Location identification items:
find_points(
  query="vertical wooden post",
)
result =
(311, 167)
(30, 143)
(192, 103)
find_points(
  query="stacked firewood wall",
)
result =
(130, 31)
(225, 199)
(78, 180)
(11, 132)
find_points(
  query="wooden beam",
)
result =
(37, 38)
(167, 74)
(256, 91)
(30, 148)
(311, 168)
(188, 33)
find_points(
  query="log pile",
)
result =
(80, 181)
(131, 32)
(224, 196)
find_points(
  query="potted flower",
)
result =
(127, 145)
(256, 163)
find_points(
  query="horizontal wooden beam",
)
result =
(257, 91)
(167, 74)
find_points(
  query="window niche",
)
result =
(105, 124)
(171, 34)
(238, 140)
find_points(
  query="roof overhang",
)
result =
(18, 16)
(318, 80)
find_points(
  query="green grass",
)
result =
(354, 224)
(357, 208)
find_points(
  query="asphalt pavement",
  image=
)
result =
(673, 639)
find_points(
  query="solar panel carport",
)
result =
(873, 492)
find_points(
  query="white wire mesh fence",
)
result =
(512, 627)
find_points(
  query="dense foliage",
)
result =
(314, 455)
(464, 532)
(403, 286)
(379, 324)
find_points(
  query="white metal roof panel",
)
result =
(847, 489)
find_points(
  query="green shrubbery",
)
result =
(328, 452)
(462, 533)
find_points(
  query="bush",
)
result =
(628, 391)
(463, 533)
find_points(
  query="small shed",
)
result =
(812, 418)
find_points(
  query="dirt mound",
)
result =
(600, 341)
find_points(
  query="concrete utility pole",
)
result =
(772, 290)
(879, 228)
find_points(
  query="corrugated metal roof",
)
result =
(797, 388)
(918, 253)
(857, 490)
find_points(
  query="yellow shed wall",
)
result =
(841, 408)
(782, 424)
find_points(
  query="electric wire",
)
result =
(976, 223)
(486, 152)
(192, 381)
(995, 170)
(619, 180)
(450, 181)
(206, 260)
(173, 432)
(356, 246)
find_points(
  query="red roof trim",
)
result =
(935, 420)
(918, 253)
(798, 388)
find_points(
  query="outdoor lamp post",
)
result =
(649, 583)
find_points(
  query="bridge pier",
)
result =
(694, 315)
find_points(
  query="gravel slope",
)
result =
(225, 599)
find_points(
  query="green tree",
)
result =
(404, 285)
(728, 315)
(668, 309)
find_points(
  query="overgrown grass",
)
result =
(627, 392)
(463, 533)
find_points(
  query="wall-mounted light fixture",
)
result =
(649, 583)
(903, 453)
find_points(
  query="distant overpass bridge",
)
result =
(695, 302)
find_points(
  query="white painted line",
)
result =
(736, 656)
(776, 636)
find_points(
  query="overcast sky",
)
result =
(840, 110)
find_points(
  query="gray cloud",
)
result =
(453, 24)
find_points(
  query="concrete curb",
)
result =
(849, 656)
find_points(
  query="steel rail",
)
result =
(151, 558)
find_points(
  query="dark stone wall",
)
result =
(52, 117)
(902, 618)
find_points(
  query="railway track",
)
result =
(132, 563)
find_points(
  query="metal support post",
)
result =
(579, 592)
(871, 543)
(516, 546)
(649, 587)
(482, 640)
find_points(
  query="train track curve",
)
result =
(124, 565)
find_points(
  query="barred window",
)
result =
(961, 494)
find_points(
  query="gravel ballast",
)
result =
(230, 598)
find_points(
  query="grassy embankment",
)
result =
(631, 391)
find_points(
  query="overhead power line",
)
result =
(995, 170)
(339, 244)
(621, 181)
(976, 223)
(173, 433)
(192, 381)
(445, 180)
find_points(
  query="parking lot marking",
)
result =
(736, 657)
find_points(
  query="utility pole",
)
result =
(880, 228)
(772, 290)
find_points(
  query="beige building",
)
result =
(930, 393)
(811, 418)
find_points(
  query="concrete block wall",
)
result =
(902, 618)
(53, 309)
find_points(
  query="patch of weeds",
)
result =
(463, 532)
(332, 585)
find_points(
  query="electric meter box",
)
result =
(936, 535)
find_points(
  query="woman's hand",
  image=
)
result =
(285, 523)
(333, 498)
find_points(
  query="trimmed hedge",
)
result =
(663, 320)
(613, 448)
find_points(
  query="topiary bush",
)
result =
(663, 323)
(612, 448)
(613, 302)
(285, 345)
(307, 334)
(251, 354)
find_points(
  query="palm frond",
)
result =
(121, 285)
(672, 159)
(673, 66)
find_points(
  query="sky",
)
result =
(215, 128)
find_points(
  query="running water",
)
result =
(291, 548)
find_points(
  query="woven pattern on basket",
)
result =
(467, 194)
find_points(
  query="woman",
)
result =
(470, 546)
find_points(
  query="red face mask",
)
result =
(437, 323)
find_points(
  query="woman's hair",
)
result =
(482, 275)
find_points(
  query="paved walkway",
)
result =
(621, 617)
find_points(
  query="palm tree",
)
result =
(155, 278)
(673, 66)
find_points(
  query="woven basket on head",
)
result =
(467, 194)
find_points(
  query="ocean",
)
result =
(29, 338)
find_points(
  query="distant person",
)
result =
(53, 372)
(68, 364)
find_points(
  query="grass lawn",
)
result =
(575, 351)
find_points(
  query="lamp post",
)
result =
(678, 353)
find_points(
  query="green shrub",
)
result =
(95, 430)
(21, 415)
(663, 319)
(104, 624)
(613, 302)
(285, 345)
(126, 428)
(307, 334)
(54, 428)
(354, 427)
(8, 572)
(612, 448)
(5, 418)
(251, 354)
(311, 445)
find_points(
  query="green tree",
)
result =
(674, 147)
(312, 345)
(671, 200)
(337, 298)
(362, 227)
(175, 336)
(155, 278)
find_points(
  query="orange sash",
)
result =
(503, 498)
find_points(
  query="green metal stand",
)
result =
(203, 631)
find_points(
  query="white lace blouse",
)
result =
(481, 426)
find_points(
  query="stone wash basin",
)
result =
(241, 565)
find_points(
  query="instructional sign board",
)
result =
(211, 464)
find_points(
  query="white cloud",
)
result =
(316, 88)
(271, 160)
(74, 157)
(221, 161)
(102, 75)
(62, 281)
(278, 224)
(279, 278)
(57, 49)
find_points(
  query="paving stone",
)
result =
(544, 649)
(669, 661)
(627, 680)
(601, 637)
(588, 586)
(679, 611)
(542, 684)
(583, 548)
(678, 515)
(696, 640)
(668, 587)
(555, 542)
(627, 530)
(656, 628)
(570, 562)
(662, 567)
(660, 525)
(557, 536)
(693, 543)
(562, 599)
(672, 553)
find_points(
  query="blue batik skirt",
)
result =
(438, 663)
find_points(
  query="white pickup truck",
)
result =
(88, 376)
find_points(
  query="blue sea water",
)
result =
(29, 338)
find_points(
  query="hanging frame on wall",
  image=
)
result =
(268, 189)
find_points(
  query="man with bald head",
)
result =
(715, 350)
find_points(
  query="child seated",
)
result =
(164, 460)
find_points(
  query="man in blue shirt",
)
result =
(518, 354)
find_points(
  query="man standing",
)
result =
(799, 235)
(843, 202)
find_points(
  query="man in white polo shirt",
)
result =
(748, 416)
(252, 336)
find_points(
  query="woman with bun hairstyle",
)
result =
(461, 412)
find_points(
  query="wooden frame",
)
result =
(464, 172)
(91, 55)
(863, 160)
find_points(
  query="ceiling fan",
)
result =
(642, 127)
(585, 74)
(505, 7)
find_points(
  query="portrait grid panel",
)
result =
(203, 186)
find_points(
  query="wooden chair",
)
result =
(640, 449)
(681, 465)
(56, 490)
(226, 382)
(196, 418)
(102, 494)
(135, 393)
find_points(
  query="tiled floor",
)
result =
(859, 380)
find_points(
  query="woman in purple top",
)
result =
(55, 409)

_EXERCISE PROMPT_
Retype the whole listing above exactly.

_THE RESPONSE_
find_points(
  query="vertical wooden post",
)
result =
(311, 167)
(30, 143)
(192, 103)
find_points(
  query="stacked firewood wall",
)
result =
(130, 31)
(225, 199)
(78, 180)
(11, 132)
find_points(
  query="wooden beam",
)
result =
(37, 38)
(167, 74)
(256, 91)
(30, 148)
(311, 168)
(188, 33)
find_points(
  query="log pile",
)
result =
(80, 181)
(131, 32)
(224, 196)
find_points(
  query="potted flower",
)
result =
(127, 145)
(256, 163)
find_points(
  query="horizontal wooden beam",
)
result =
(257, 91)
(167, 74)
find_points(
  query="window niche",
)
result =
(105, 124)
(171, 34)
(238, 140)
find_points(
  query="roof overhang",
)
result =
(18, 16)
(318, 80)
find_points(
  query="green grass",
)
result =
(354, 224)
(357, 208)
find_points(
  query="asphalt pavement",
  image=
)
result =
(673, 639)
find_points(
  query="solar panel carport",
)
result =
(873, 492)
find_points(
  query="white wire mesh fence",
)
result =
(512, 627)
find_points(
  query="dense foliage",
)
result =
(314, 455)
(464, 532)
(403, 286)
(379, 324)
find_points(
  query="white metal roof panel",
)
result =
(847, 489)
find_points(
  query="green shrubbery",
)
result =
(328, 452)
(462, 533)
find_points(
  query="bush",
)
result =
(628, 391)
(463, 533)
find_points(
  query="small shed",
)
result =
(812, 418)
find_points(
  query="dirt mound",
)
result =
(600, 341)
find_points(
  query="concrete utility pole",
)
result =
(772, 290)
(879, 228)
find_points(
  query="corrugated metal roof",
)
result =
(797, 388)
(918, 253)
(857, 490)
find_points(
  query="yellow shed wall",
)
result =
(841, 408)
(782, 424)
find_points(
  query="electric wire",
)
result =
(976, 223)
(486, 152)
(192, 381)
(995, 170)
(619, 180)
(450, 181)
(206, 260)
(173, 432)
(356, 246)
find_points(
  query="red roof trim",
)
result =
(935, 420)
(918, 253)
(798, 388)
find_points(
  query="outdoor lamp post",
)
result =
(649, 583)
find_points(
  query="bridge pier",
)
result =
(694, 315)
find_points(
  query="gravel slope",
)
result =
(225, 599)
find_points(
  query="green tree",
)
result =
(404, 285)
(728, 315)
(668, 309)
find_points(
  query="overgrown grass",
)
result =
(627, 392)
(463, 533)
find_points(
  query="wall-mounted light fixture",
)
result =
(649, 583)
(903, 453)
find_points(
  query="distant overpass bridge",
)
result =
(695, 302)
find_points(
  query="white painted line",
)
result =
(736, 656)
(776, 636)
find_points(
  query="overcast sky",
)
result =
(840, 110)
find_points(
  query="gray cloud",
)
result =
(453, 24)
find_points(
  query="concrete curb",
)
result =
(849, 656)
find_points(
  query="steel rail",
)
result =
(151, 558)
find_points(
  query="dark stone wall",
)
result =
(52, 117)
(902, 618)
find_points(
  query="railway track",
)
result =
(132, 563)
find_points(
  query="metal support post",
)
result =
(579, 592)
(871, 543)
(516, 546)
(649, 587)
(482, 640)
find_points(
  query="train track curve",
)
result =
(124, 565)
find_points(
  query="barred window",
)
result =
(961, 494)
find_points(
  query="gravel ballast",
)
result =
(230, 598)
find_points(
  query="grassy embankment",
)
result =
(631, 391)
find_points(
  query="overhead power line",
)
result =
(995, 170)
(339, 244)
(621, 181)
(976, 223)
(173, 433)
(192, 381)
(445, 180)
find_points(
  query="parking lot marking",
)
result =
(736, 657)
find_points(
  query="utility pole",
)
result =
(880, 228)
(772, 290)
find_points(
  query="beige building",
)
result =
(930, 393)
(811, 418)
find_points(
  query="concrete block wall",
)
result =
(902, 618)
(53, 309)
find_points(
  query="patch of weeds",
)
result =
(463, 532)
(332, 585)
find_points(
  query="electric meter box",
)
result =
(936, 535)
find_points(
  query="woman's hand",
  image=
)
result =
(285, 523)
(333, 498)
find_points(
  query="trimmed hedge",
)
result =
(663, 320)
(613, 448)
find_points(
  query="topiary bush",
)
result =
(663, 323)
(612, 448)
(613, 302)
(285, 345)
(307, 334)
(251, 354)
find_points(
  query="palm frond",
)
result =
(121, 285)
(672, 159)
(673, 66)
find_points(
  query="sky",
)
result =
(215, 128)
find_points(
  query="running water",
)
result =
(291, 548)
find_points(
  query="woven pattern on basket",
)
result =
(467, 194)
find_points(
  query="woman",
)
result =
(470, 546)
find_points(
  query="red face mask",
)
result =
(437, 323)
find_points(
  query="woman's hair",
)
result =
(482, 275)
find_points(
  query="paved walkway",
)
result =
(621, 617)
find_points(
  query="palm tree",
)
result =
(155, 278)
(673, 66)
find_points(
  query="woven basket on head",
)
result =
(467, 194)
find_points(
  query="ocean",
)
result =
(29, 338)
find_points(
  query="distant person",
)
result =
(53, 372)
(68, 364)
find_points(
  query="grass lawn",
)
result =
(575, 351)
find_points(
  query="lamp post",
)
result =
(678, 353)
find_points(
  query="green shrub",
)
result =
(95, 430)
(21, 415)
(663, 319)
(104, 624)
(613, 302)
(285, 345)
(126, 428)
(307, 334)
(54, 428)
(354, 427)
(8, 572)
(612, 448)
(5, 418)
(251, 354)
(311, 445)
find_points(
  query="green tree",
)
result =
(674, 147)
(312, 345)
(671, 200)
(337, 298)
(362, 227)
(175, 336)
(155, 278)
find_points(
  query="orange sash",
)
result =
(503, 498)
find_points(
  query="green metal stand",
)
result =
(203, 631)
find_points(
  query="white lace blouse",
)
result =
(481, 426)
find_points(
  query="stone wash basin",
)
result =
(241, 565)
find_points(
  query="instructional sign board",
)
result =
(211, 464)
find_points(
  query="white cloud",
)
result =
(316, 88)
(271, 160)
(74, 157)
(221, 161)
(102, 75)
(62, 281)
(278, 224)
(279, 278)
(57, 49)
find_points(
  query="paving stone",
)
result =
(544, 649)
(669, 661)
(627, 680)
(601, 637)
(588, 586)
(679, 611)
(542, 684)
(583, 548)
(678, 515)
(696, 640)
(668, 587)
(555, 542)
(627, 530)
(656, 628)
(570, 562)
(662, 567)
(660, 525)
(557, 536)
(693, 543)
(562, 599)
(672, 553)
find_points(
  query="blue batik skirt",
)
result =
(438, 663)
find_points(
  query="white pickup truck",
)
result =
(88, 376)
find_points(
  query="blue sea water",
)
result =
(29, 338)
find_points(
  query="hanging frame on wall",
  image=
)
result =
(268, 189)
find_points(
  query="man with bald head",
)
result =
(715, 350)
find_points(
  query="child seated",
)
result =
(164, 460)
find_points(
  query="man in blue shirt",
)
result =
(518, 354)
find_points(
  query="man standing",
)
result =
(799, 235)
(843, 202)
find_points(
  query="man in white polo shirt",
)
result =
(748, 416)
(252, 336)
find_points(
  query="woman with bun hairstyle",
)
result =
(461, 412)
find_points(
  query="wooden frame",
)
result =
(464, 172)
(91, 55)
(863, 160)
find_points(
  query="ceiling fan",
)
result =
(642, 127)
(585, 74)
(505, 7)
find_points(
  query="portrait grid panel",
)
result =
(203, 186)
find_points(
  query="wooden chair",
)
result =
(640, 449)
(681, 465)
(56, 490)
(226, 382)
(196, 418)
(102, 494)
(135, 393)
find_points(
  query="tiled floor",
)
result =
(859, 380)
find_points(
  query="woman in purple top",
)
result =
(55, 409)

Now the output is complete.